Work task:
Using the data that follows, report how many lines include "center"; output no other text.

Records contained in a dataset
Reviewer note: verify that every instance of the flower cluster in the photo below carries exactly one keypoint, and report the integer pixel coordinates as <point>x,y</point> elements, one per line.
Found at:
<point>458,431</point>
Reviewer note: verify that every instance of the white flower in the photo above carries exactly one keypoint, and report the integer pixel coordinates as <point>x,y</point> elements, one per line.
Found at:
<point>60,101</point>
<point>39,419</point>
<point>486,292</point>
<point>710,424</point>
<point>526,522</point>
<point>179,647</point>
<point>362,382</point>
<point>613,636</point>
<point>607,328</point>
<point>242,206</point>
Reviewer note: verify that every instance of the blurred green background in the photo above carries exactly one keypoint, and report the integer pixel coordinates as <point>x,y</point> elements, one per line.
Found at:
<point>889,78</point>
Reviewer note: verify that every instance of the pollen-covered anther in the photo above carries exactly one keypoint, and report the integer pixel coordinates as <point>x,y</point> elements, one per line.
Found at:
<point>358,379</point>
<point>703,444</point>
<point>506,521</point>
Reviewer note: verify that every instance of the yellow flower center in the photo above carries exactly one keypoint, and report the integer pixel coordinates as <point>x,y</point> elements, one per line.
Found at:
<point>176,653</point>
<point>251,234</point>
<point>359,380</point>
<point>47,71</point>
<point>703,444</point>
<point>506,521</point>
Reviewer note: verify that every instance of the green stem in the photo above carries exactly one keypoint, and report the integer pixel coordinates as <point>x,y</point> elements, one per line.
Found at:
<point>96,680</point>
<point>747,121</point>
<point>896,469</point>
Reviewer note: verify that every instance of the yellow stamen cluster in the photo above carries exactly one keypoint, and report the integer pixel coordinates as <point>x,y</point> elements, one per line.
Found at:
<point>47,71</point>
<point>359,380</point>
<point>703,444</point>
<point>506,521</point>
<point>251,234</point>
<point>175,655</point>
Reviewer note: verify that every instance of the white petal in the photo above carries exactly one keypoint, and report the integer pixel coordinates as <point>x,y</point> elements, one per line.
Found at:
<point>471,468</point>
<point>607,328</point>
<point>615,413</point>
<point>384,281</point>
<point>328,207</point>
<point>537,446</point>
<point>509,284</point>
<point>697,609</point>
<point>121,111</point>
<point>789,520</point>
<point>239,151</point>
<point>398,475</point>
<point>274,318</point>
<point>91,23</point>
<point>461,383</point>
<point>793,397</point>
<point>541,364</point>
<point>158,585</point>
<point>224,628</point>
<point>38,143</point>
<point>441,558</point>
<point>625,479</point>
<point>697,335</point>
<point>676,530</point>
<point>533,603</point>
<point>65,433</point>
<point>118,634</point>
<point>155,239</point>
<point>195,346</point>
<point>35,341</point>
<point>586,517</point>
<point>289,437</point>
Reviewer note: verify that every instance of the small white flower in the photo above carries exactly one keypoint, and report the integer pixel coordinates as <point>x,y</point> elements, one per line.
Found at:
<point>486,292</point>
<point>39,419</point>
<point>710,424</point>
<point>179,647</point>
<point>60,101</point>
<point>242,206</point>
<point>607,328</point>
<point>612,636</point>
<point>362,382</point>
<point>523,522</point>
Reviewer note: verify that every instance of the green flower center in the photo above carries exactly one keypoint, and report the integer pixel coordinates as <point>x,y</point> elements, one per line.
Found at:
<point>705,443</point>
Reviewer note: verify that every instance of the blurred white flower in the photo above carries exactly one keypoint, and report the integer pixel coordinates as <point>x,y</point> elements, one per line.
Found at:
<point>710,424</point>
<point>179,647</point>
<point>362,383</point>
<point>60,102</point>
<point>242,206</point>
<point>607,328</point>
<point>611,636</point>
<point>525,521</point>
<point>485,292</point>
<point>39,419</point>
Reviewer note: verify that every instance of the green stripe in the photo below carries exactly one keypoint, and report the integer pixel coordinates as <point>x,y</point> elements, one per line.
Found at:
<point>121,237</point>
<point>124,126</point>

Solution to this exercise:
2